━━━━━ Source material ━━━━━

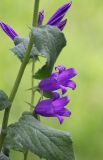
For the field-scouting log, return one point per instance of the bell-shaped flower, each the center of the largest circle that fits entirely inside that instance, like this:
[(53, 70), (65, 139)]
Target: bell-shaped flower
[(54, 108), (8, 30), (40, 18), (57, 18), (59, 80)]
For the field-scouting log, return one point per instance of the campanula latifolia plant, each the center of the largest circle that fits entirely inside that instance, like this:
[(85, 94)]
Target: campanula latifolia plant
[(28, 133)]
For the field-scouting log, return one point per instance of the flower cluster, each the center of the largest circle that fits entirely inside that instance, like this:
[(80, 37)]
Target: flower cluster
[(55, 107), (55, 20)]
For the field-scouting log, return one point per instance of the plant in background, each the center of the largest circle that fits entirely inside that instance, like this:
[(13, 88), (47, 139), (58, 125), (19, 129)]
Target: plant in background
[(29, 134)]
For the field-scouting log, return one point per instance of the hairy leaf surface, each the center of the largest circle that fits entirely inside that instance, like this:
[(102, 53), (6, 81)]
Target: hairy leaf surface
[(4, 101), (48, 42)]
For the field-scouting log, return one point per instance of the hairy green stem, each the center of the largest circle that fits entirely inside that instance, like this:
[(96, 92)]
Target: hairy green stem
[(19, 77), (25, 155), (32, 84)]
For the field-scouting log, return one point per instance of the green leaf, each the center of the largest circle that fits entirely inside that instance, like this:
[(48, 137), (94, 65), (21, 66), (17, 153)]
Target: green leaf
[(49, 41), (4, 101), (3, 156), (46, 142), (21, 45)]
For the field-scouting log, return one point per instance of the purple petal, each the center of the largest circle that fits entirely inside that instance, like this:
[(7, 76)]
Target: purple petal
[(67, 74), (60, 118), (62, 24), (65, 112), (71, 84), (59, 14), (41, 18), (49, 84), (60, 68), (8, 30), (61, 102), (55, 95)]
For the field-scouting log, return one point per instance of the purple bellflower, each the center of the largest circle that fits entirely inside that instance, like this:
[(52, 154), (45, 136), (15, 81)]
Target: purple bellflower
[(59, 80), (8, 30), (57, 17), (54, 108), (55, 20)]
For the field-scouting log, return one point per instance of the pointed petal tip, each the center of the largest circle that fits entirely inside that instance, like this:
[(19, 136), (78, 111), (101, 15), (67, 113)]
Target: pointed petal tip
[(8, 30)]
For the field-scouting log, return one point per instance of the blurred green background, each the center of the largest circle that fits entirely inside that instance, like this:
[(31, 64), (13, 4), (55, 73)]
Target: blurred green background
[(84, 51)]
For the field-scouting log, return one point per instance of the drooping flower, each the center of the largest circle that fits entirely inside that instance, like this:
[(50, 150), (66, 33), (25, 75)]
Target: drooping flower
[(8, 30), (59, 80), (54, 108), (40, 18), (57, 18)]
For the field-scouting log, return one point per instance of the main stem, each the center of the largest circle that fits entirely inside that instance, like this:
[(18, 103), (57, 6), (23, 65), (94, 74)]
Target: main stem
[(19, 77)]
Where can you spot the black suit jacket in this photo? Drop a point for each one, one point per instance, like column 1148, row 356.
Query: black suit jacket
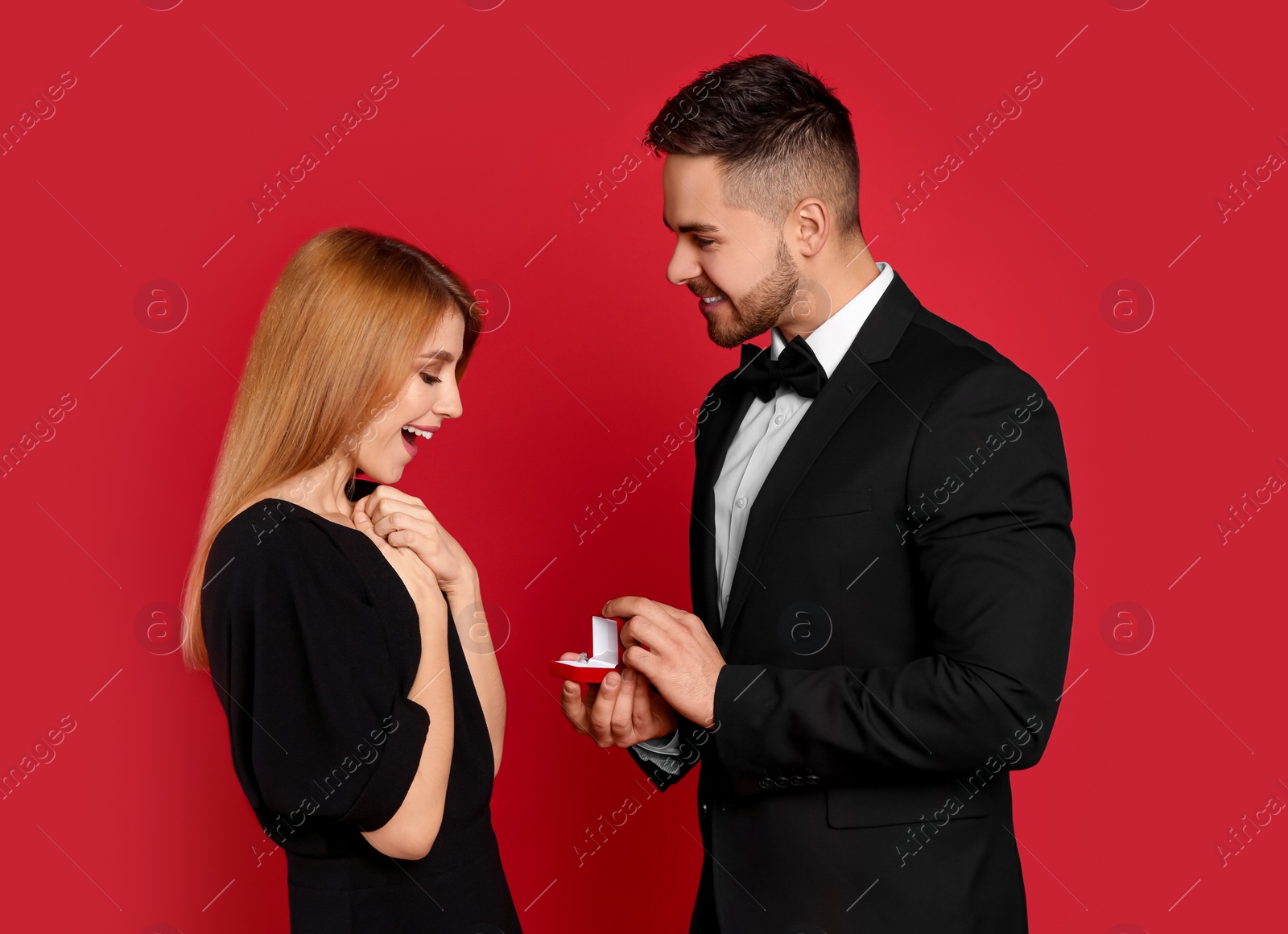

━━━━━

**Problem details:**
For each line in the data above that contains the string "black", extract the line.

**Task solution:**
Where can you spot the black suit jacket in this photo? Drop a point for each one, one point per instance, like column 1148, row 356.
Query: black suit jacket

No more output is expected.